--- Exercise text ---
============================================================

Get edgy. Make a beeline for the farthest-flung security checkpoint. “Those on the edges of the airport tend to be less used than ones in the middle,” says Mark Ashley, editor of the blog Upgrade: Travel Better (upgradetravelbetter.com). To determine the absolute quickest line at any airport in the U.S., go to the list from the Transportation Security Administration (TSA) at waittime.tsa.dhs.gov.
Go black diamond. This year the TSA has been rolling out security lanes labeled like ski trails (black, blue and green), meant to separate “expert” travelers from dallying families. Though it’s up to individuals to choose the appropriate lane, the honor system seems to be working. According to the TSA, the black-diamond lanes are 21% faster on average. So far 50-odd airports have the lanes; you can find them at tsa.gov/approach/black_diamond.shtm.
Swap out your laptop case. New TSA-approved laptop bags allow X-ray machines to get an unobstructed view of your computer without your removing it – saving time and hassle. The Aerovation Checkpoint Friendly Laptop Bag ($130, aerovation.com) is opaque black, weighs less than three pounds and is roomy enough for a 17-inch screen.
Stage 4: Negotiate problems
If your flight is delayed… Most airlines won’t do much for you if the problem is out of their control, like air-traffic congestion or weather. But if it’s their fault – a mechanical or crew problem – they may be more accommodating. Delta (DAL, Fortune 500), for example, says that it will provide lodging if you are stuck for four hours between 10 p.m. and 6 a.m.
It pays to know what your airline says it will do, since it may not volunteer such hospitality. Read its “contract of carriage,” which lists your rights, before you travel. Find links at Airfarewatchdog.com (click on User’s Guide and then on Info Center).
As for making a connection: If you might miss yours because of a delay at your initial airport, alert the gate agent; the airline may hold the plane for you briefly. Or if weather isn’t the issue, ask whether you can go on another flight or through a different hub. Should none of that work and you miss the plane, alert an agent. The airline must put you on another flight, but it could be a while.
If you’re bumped… As you know, when flights are oversold, airlines ask for volunteers first, offering them a later flight in exchange for a trip voucher. If not enough people raise their hands, travelers sans seat assignments, those who checked in last and, on some airlines, those who paid the least, are the first to go. If you’re tossed off, you’re entitled to on-the-spot cash compensation based on how long it takes to get you to your destination.
If your flight is canceled… The second you hear that your plane is a no-go, call the airline’s toll-free number (you have programmed it into your cell phone, haven’t you?). You’ll get rebooked more quickly than at the counter, where one disgruntled airline employee is being swarmed by a mob of disgruntled fliers. Ask what your options are. Most airlines will rebook you, gratis, on their next flight on which space is available. If that requires a long wait, ask the rep to find out whether a competing airline has seats to your destination and, if so, to endorse your ticket to that carrier. You’ll have the most luck if the flight is on a partner airline. Alternatively, suggest connecting through another city or going to another airport.
Andrew Nusca contributed to this article.

============================================================

--- Entries supplied ---
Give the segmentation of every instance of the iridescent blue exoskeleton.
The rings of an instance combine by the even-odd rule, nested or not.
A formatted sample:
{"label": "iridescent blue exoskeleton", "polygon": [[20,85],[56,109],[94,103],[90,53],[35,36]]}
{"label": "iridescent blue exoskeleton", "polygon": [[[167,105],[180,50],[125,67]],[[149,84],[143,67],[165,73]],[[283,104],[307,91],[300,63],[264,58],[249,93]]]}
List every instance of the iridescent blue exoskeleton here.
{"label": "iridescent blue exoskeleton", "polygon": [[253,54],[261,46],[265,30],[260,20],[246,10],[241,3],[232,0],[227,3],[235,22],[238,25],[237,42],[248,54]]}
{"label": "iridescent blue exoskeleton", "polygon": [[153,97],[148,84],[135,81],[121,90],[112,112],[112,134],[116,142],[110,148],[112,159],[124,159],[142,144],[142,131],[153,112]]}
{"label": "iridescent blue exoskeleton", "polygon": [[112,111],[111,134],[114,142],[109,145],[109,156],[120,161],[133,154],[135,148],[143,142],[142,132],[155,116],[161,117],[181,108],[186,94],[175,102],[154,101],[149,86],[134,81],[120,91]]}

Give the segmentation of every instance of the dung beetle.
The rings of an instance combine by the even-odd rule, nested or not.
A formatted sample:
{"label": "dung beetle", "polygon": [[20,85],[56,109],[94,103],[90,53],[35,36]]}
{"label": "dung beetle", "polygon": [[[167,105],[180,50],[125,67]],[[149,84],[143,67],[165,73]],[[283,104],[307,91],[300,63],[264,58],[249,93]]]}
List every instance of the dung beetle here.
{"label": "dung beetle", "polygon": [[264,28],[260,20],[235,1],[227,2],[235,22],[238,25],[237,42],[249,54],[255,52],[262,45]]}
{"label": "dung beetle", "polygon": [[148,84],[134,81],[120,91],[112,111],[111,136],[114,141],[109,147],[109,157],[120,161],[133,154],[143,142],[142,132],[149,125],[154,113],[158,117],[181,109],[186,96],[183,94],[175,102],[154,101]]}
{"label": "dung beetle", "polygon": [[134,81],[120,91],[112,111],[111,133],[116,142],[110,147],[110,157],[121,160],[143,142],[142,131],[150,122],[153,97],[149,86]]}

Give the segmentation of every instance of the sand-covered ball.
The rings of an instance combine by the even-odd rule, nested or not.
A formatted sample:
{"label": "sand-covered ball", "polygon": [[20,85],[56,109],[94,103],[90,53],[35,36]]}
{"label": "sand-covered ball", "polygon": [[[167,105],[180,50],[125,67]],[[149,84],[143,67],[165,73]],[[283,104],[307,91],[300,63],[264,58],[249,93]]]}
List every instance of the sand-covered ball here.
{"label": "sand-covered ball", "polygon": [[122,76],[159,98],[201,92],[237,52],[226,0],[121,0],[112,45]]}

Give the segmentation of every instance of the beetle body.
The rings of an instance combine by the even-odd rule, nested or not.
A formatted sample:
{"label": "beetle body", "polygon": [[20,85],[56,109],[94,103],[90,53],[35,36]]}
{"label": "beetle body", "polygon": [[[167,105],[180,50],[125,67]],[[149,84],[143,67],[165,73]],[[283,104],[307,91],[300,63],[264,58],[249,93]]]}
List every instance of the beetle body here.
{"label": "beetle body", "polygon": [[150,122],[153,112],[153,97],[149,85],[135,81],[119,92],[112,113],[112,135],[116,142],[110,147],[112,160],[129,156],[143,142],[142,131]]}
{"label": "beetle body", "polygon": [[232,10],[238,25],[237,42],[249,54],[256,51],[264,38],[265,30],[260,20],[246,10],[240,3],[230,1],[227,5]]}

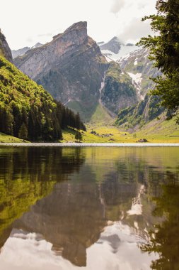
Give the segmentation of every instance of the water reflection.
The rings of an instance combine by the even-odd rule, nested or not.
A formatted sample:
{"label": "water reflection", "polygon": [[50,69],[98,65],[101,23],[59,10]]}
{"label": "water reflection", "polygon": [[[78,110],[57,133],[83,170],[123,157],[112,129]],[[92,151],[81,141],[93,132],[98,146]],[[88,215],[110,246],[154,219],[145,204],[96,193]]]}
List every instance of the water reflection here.
{"label": "water reflection", "polygon": [[[144,270],[150,265],[177,269],[178,249],[173,252],[171,247],[179,242],[174,239],[179,149],[4,150],[0,265],[4,270]],[[161,260],[170,266],[175,261],[173,268],[164,268]]]}

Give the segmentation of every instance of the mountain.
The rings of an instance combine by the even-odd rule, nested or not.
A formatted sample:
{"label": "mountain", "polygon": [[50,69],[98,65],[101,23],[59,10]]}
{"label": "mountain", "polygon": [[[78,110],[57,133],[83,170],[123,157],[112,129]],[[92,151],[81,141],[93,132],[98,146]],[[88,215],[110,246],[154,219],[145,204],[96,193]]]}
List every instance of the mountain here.
{"label": "mountain", "polygon": [[118,63],[111,63],[105,72],[101,103],[110,112],[117,114],[120,109],[137,103],[137,92],[128,74]]}
{"label": "mountain", "polygon": [[149,58],[147,49],[138,49],[125,55],[117,61],[122,70],[132,78],[139,99],[144,99],[146,93],[154,87],[150,77],[155,77],[161,73],[153,68],[153,62]]}
{"label": "mountain", "polygon": [[111,60],[117,61],[121,57],[133,52],[137,50],[138,47],[132,43],[124,44],[120,42],[119,38],[116,36],[112,38],[108,43],[105,43],[103,41],[98,42],[102,53],[105,56],[108,62]]}
{"label": "mountain", "polygon": [[136,130],[160,117],[163,112],[164,108],[160,106],[158,97],[146,95],[144,100],[137,104],[120,110],[115,124],[125,129]]}
{"label": "mountain", "polygon": [[12,52],[13,58],[16,58],[16,57],[18,57],[19,55],[23,55],[28,50],[29,50],[30,49],[34,49],[35,48],[41,47],[42,45],[42,44],[37,43],[34,46],[33,46],[32,48],[24,47],[24,48],[23,48],[21,49],[18,49],[18,50],[12,50],[11,52]]}
{"label": "mountain", "polygon": [[142,48],[130,53],[117,61],[123,72],[132,78],[139,102],[120,110],[115,124],[132,131],[160,117],[164,112],[164,108],[160,106],[159,98],[147,94],[154,87],[154,83],[150,78],[161,74],[153,68],[154,63],[148,58],[149,55],[149,50]]}
{"label": "mountain", "polygon": [[89,118],[97,106],[108,64],[87,35],[87,23],[73,24],[53,40],[14,60],[23,72],[52,96]]}
{"label": "mountain", "polygon": [[18,55],[24,55],[28,50],[30,50],[30,47],[24,47],[18,50],[12,50],[11,52],[12,52],[13,58],[16,58]]}
{"label": "mountain", "polygon": [[0,56],[5,57],[8,61],[13,62],[12,53],[5,36],[0,29]]}
{"label": "mountain", "polygon": [[121,48],[121,45],[122,44],[120,43],[118,38],[117,38],[117,36],[115,36],[107,43],[100,45],[100,50],[109,50],[111,52],[117,54],[119,53]]}
{"label": "mountain", "polygon": [[0,46],[0,132],[54,141],[62,139],[62,128],[84,129],[79,114],[56,102],[7,60],[12,60],[11,53],[1,33]]}

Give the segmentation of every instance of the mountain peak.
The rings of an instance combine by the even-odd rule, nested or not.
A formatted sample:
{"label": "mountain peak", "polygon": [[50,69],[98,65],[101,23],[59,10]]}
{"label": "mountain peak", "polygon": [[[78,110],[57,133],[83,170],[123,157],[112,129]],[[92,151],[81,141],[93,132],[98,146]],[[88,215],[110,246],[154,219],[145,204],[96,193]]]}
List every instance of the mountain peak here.
{"label": "mountain peak", "polygon": [[75,23],[72,24],[72,26],[69,26],[64,33],[69,32],[70,31],[74,31],[74,30],[83,30],[86,29],[87,31],[87,21],[79,21],[78,23]]}
{"label": "mountain peak", "polygon": [[101,50],[109,50],[117,54],[121,48],[121,43],[117,36],[114,36],[107,43],[99,45]]}

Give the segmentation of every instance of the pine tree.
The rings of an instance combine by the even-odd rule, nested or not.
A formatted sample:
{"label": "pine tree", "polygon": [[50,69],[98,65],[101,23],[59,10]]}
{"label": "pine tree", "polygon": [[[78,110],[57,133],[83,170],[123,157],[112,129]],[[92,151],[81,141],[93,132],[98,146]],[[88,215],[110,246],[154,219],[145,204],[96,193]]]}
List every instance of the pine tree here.
{"label": "pine tree", "polygon": [[18,131],[18,138],[26,140],[28,136],[28,128],[25,123],[23,123]]}
{"label": "pine tree", "polygon": [[83,139],[81,133],[77,131],[75,134],[74,138],[76,140],[78,140],[79,141],[81,141]]}
{"label": "pine tree", "polygon": [[161,97],[161,105],[172,112],[171,118],[179,108],[179,1],[158,0],[156,8],[156,15],[142,21],[151,19],[151,29],[157,35],[142,38],[139,44],[149,49],[149,59],[163,73],[153,78],[156,88],[151,94]]}

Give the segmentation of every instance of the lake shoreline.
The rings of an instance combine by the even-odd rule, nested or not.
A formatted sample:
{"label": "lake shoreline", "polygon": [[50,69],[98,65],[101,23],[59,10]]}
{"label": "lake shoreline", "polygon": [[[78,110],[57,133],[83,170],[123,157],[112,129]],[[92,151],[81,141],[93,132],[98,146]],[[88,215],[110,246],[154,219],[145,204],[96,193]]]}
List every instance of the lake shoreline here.
{"label": "lake shoreline", "polygon": [[0,146],[25,147],[178,147],[171,143],[0,143]]}

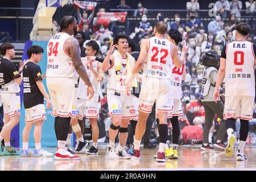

============================================================

--- The problem ---
Answer these from the air travel article:
1. According to the TSA, how much faster are the black-diamond lanes on average?
2. What does the Aerovation Checkpoint Friendly Laptop Bag cost?
3. How long must a Delta passenger be stuck, and between what hours, for the airline to provide lodging?
Answer using only the air travel article, not the data.

--- Solution below ---
1. 21% faster
2. $130
3. Four hours, between 10 p.m. and 6 a.m.